Search term "stork": copy each line of the data containing it.
----- Records to process
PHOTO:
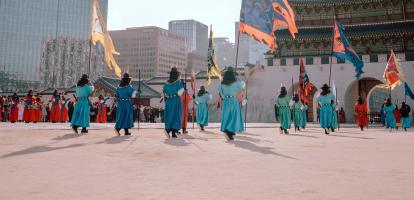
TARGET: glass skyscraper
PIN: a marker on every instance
(25, 25)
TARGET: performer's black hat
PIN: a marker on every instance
(126, 76)
(325, 86)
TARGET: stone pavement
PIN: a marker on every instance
(46, 161)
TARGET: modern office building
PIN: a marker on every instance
(196, 34)
(250, 50)
(151, 49)
(225, 52)
(25, 25)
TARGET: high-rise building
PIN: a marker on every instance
(196, 35)
(225, 52)
(26, 25)
(151, 49)
(250, 50)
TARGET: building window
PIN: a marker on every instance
(373, 58)
(283, 62)
(296, 61)
(409, 56)
(270, 62)
(309, 60)
(325, 60)
(340, 61)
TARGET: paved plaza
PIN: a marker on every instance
(46, 161)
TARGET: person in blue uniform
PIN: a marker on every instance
(231, 96)
(389, 108)
(172, 90)
(202, 99)
(81, 112)
(125, 110)
(304, 119)
(283, 104)
(405, 115)
(325, 108)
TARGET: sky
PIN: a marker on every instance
(134, 13)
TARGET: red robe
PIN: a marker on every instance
(101, 117)
(29, 111)
(55, 110)
(14, 110)
(64, 117)
(185, 102)
(361, 113)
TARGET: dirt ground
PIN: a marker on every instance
(46, 161)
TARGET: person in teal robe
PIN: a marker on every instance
(81, 112)
(334, 117)
(125, 110)
(304, 119)
(172, 90)
(325, 108)
(283, 104)
(202, 99)
(231, 94)
(297, 112)
(405, 115)
(389, 108)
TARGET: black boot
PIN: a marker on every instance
(174, 135)
(75, 129)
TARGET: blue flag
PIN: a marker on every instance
(408, 91)
(342, 49)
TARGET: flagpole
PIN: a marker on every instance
(139, 97)
(333, 45)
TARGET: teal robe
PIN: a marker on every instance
(297, 114)
(202, 109)
(232, 118)
(304, 119)
(334, 116)
(325, 110)
(81, 112)
(390, 121)
(283, 111)
(173, 107)
(125, 109)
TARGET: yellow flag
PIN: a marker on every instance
(212, 69)
(100, 34)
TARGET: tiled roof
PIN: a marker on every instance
(113, 83)
(359, 31)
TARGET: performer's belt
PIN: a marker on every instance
(172, 96)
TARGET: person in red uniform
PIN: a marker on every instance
(64, 117)
(101, 115)
(361, 113)
(397, 116)
(38, 112)
(28, 107)
(55, 107)
(14, 110)
(185, 102)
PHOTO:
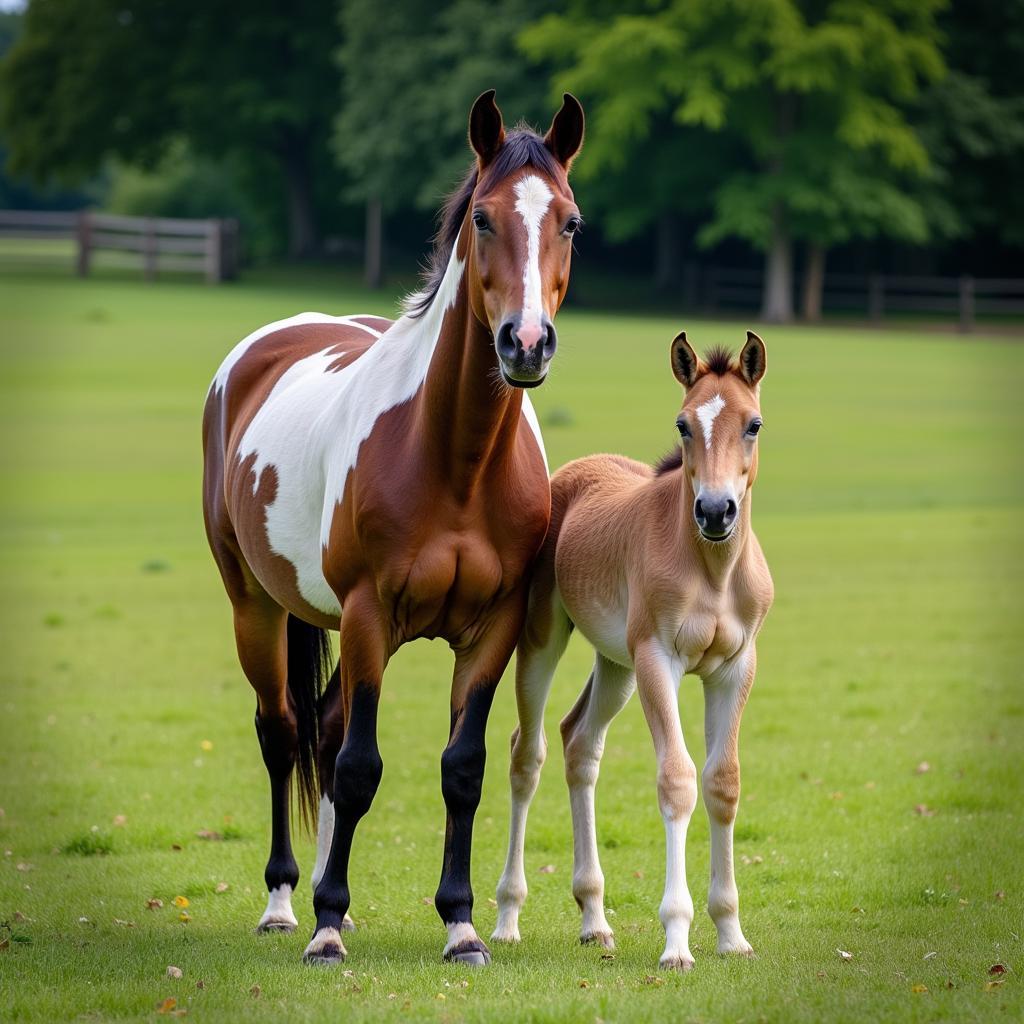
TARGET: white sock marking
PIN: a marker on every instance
(707, 414)
(532, 200)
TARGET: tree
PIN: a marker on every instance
(411, 72)
(786, 80)
(88, 80)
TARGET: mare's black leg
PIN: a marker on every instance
(462, 778)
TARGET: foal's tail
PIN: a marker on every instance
(309, 666)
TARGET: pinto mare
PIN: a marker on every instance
(388, 479)
(659, 569)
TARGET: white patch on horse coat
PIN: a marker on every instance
(311, 425)
(707, 414)
(532, 200)
(325, 835)
(279, 907)
(308, 317)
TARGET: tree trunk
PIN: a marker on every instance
(301, 216)
(374, 244)
(666, 253)
(776, 306)
(814, 281)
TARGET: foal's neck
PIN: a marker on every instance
(469, 416)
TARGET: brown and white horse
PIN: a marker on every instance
(660, 571)
(388, 479)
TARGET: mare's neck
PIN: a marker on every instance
(468, 417)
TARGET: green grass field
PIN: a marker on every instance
(889, 505)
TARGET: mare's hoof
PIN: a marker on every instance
(266, 927)
(472, 952)
(325, 949)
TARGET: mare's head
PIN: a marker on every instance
(719, 425)
(512, 222)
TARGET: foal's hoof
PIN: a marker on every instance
(326, 948)
(604, 939)
(285, 927)
(472, 952)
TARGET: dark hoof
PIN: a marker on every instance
(275, 926)
(472, 953)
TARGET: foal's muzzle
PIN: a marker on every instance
(523, 352)
(715, 515)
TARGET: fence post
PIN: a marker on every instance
(150, 250)
(967, 303)
(876, 297)
(214, 248)
(83, 232)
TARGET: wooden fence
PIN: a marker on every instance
(872, 295)
(153, 245)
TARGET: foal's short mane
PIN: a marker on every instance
(522, 147)
(719, 361)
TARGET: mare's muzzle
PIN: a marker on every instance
(523, 352)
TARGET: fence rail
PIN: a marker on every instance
(717, 288)
(151, 244)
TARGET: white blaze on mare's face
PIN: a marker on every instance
(707, 414)
(532, 200)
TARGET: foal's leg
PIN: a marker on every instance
(657, 683)
(584, 730)
(543, 643)
(262, 644)
(357, 769)
(332, 732)
(725, 695)
(477, 670)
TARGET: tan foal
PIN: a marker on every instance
(659, 569)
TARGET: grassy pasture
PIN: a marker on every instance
(889, 505)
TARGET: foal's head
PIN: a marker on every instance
(719, 425)
(512, 222)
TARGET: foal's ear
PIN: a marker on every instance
(753, 359)
(685, 364)
(565, 134)
(486, 130)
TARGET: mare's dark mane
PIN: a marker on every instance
(522, 147)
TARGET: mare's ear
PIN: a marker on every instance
(753, 359)
(486, 130)
(565, 134)
(685, 364)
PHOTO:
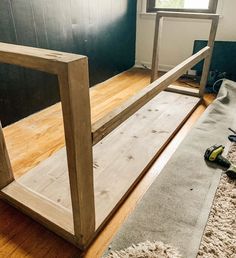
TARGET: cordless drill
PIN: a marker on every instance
(213, 154)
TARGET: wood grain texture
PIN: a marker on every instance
(106, 124)
(119, 159)
(74, 91)
(6, 174)
(40, 59)
(43, 136)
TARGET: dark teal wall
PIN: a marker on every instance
(103, 30)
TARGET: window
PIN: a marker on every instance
(206, 6)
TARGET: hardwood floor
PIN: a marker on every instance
(20, 236)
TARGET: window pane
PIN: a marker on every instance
(182, 4)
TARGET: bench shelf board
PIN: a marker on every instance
(120, 160)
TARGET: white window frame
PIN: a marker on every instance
(150, 8)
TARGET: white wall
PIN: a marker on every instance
(179, 34)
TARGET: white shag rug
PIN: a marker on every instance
(146, 250)
(219, 238)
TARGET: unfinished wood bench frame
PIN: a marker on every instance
(78, 226)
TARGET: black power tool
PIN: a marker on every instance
(213, 154)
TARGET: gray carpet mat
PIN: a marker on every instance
(176, 207)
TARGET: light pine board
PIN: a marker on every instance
(119, 159)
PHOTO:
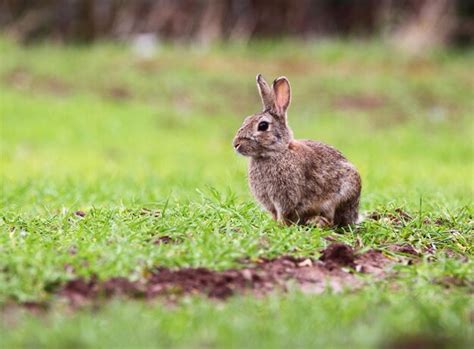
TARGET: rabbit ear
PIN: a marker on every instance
(282, 92)
(266, 92)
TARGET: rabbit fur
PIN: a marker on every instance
(297, 181)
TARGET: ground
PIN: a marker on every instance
(114, 167)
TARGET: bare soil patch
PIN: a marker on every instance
(337, 269)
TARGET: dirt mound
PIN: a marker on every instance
(336, 269)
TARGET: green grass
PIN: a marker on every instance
(99, 130)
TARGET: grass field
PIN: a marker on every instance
(98, 130)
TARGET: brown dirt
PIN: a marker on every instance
(399, 217)
(405, 249)
(336, 270)
(165, 239)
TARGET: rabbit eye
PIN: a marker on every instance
(263, 126)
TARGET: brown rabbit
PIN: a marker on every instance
(298, 181)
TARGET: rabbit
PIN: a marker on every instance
(298, 181)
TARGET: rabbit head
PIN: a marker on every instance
(267, 132)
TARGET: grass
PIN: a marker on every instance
(99, 130)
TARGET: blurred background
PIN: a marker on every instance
(416, 24)
(150, 93)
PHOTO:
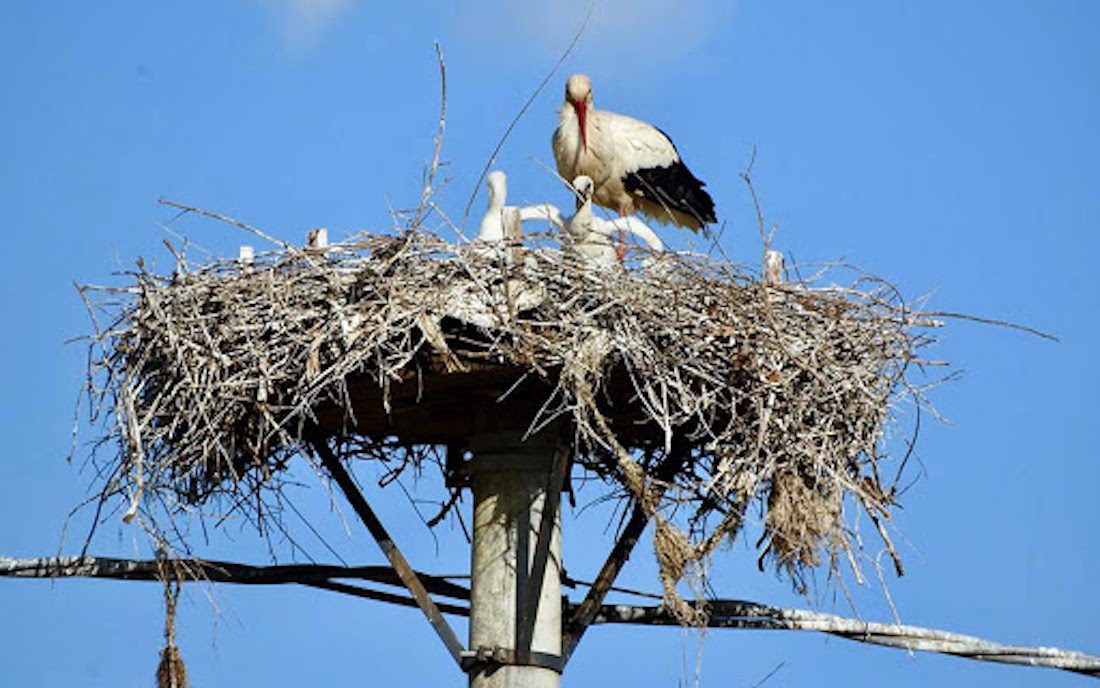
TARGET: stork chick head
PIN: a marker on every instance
(583, 186)
(579, 95)
(497, 184)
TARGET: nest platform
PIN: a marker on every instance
(205, 380)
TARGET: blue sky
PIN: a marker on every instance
(949, 146)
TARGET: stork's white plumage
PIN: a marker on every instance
(591, 236)
(634, 165)
(501, 222)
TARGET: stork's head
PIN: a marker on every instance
(497, 184)
(583, 186)
(579, 95)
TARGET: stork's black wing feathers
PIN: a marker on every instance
(674, 187)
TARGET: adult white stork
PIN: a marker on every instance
(635, 165)
(591, 236)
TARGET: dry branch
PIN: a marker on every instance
(206, 379)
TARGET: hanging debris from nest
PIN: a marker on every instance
(171, 672)
(206, 380)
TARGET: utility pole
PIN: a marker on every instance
(515, 613)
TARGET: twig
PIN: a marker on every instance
(523, 110)
(430, 179)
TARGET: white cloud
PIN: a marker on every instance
(304, 22)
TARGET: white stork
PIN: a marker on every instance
(591, 237)
(501, 222)
(635, 165)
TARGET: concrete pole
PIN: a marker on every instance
(510, 481)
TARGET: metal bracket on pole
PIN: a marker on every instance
(491, 658)
(405, 571)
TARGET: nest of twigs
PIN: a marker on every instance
(688, 383)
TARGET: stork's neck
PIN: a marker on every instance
(581, 225)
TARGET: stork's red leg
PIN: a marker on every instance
(620, 249)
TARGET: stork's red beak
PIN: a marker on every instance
(580, 106)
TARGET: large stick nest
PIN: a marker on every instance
(778, 395)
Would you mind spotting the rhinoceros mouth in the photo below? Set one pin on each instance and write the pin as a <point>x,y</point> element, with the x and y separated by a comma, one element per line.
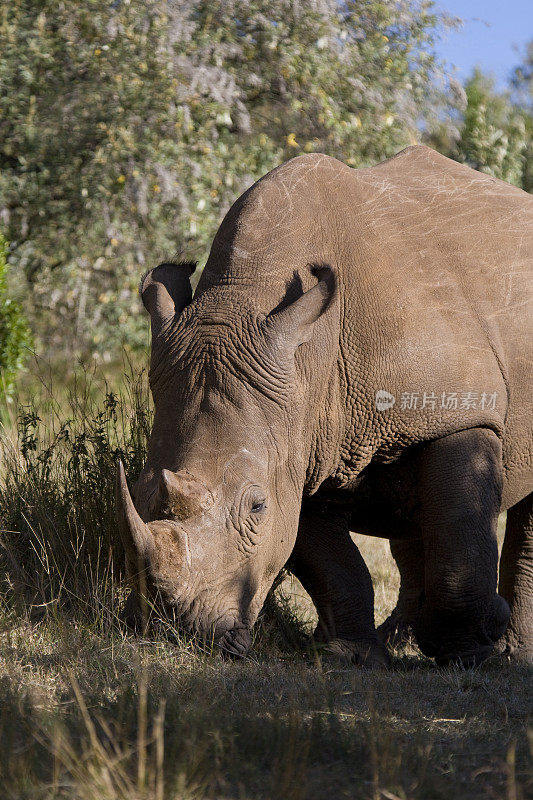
<point>235,642</point>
----------
• **Result of the exercise**
TARGET: stork chick head
TARGET: stork's white plumage
TARGET: stork's head
TARGET: stork's black wing feathers
TARGET: adult white stork
TARGET: white stork
TARGET: stork's neck
TARGET: stork's red leg
TARGET: stork's red beak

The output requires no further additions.